● Supplied text
Have you ever thought about how, technically, people at the same level as you are not qualified to give you advice?
Take parenting, for example. I’ve offered quite a bit of random advice here, all written down because I expect it to be useful (to someone… sometime… somewhere…) but if you were looking for real results, you wouldn’t look at my advice.
For that you would look around for some mother whose kids are grown and turned out the way you want your kids to turn out. That’s results. That’s experience.
Unfortunately, those moms can also be most insensitive to the place where you are currently living.
“Oh yeah,” says one lady enthusiastically, the first time I bring my 2-year-old and 6-month-old to practice for the musical Beauty and the Beast, “I brought my four kids with me *everywhere.* It’s so good to have them watching real life.”
Six weeks later she was irritated with me for bringing my baby, even with the 2-year-old farmed out.
I thought it was tremendously silly: even wearing the baby I could do all the choreography, and felt rather pleased with myself at that.
So I am not an expert in mothering: I am only keeping notes about what’s worked for me as I go along. And sometimes that has been helpful.
In the same way
I am not a best-selling novelist. I am not even a published writer (beyond our local paper), but I read people who are, and I am writing. I also happen to be very good at compiling and extrapolating.
So. I have advice about writing. Yay for me. ;)
I’ll just share the thing on my mind just now, that provoked this post, and perhaps I’ll write more in the future. But if there was one thing I could say to anybody gung-ho about getting published it’s this:
Don’t Trust Yourself.
Aren’t I mean? That’s the opposite of every female-written piece of advice I’ve ever seen published. But I think it’s very important.
- Humility means seeing things as they are.
- Humility makes you easier to work with.

● Required work
- a) Decide whether each statement agrees with the post on giving advice. Answer yes or no for each, and quote the words of the post that settle it.
(i) The writer has been published beyond the local paper.
(ii) The writer could do all the choreography while wearing the baby.
(iii) Six weeks later, the lady was irritated about the baby even though the 2-year-old had been farmed out.
- b) Reproduce the passage of the post on giving advice starting at "So. I have advice" and ending at "Don’t Trust Yourself.".

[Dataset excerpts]
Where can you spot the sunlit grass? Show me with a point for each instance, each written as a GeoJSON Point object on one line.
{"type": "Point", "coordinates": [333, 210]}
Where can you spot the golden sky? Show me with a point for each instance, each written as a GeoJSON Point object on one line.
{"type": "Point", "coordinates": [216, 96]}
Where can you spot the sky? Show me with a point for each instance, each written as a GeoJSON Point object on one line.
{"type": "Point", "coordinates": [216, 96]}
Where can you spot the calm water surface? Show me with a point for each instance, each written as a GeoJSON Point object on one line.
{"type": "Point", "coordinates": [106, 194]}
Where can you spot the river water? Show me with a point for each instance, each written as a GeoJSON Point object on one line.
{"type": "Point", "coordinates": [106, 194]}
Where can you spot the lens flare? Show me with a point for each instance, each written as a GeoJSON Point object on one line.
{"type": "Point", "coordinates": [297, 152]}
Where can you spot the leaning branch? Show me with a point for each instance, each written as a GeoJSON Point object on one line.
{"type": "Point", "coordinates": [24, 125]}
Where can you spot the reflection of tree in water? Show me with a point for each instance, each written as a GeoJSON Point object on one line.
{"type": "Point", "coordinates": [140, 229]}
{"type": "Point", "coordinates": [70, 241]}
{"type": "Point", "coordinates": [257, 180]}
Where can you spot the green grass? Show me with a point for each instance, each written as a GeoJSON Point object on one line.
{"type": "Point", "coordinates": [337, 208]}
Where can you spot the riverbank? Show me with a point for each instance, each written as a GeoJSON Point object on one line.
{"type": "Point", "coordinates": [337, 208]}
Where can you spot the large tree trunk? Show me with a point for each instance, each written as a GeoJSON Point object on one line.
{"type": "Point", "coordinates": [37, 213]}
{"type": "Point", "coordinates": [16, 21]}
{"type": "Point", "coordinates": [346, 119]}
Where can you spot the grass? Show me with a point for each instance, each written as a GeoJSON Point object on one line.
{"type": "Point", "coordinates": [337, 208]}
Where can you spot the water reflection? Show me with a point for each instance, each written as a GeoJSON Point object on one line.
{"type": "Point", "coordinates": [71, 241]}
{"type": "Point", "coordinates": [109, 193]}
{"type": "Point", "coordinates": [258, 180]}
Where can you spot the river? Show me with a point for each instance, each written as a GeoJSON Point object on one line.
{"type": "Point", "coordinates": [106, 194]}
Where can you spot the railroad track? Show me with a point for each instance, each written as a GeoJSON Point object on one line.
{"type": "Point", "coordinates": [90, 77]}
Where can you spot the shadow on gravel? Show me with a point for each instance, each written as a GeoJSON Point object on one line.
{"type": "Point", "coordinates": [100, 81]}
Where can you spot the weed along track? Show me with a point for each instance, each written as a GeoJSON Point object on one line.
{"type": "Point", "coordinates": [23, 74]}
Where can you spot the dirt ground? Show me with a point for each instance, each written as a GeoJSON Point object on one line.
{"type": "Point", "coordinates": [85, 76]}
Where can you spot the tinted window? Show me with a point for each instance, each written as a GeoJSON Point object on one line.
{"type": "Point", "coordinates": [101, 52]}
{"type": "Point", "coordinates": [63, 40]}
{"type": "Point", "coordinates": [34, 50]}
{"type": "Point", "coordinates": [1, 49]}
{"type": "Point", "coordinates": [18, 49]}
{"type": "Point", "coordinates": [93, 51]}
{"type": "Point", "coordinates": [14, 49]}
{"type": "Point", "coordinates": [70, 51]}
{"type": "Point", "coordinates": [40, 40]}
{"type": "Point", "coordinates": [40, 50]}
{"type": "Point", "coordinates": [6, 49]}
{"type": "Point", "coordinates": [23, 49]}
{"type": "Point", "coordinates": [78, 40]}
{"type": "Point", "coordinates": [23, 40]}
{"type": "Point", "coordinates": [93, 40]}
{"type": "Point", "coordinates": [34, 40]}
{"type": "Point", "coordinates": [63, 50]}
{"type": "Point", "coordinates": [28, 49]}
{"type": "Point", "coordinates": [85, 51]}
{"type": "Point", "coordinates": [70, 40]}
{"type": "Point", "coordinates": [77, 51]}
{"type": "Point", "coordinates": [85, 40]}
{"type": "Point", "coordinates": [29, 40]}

● Task-by-task answers
- a)
(i) No: "I am not even a published writer (beyond our local paper)"
(ii) Yes: "even wearing the baby I could do all the choreography"
(iii) Yes: "Six weeks later she was irritated with me for bringing my baby, even with the 2-year-old farmed out."

- b)
So. I have advice about writing. Yay for me. ;)
I’ll just share the thing on my mind just now, that provoked this post, and perhaps I’ll write more in the future. But if there was one thing I could say to anybody gung-ho about getting published it’s this:
Don’t Trust Yourself.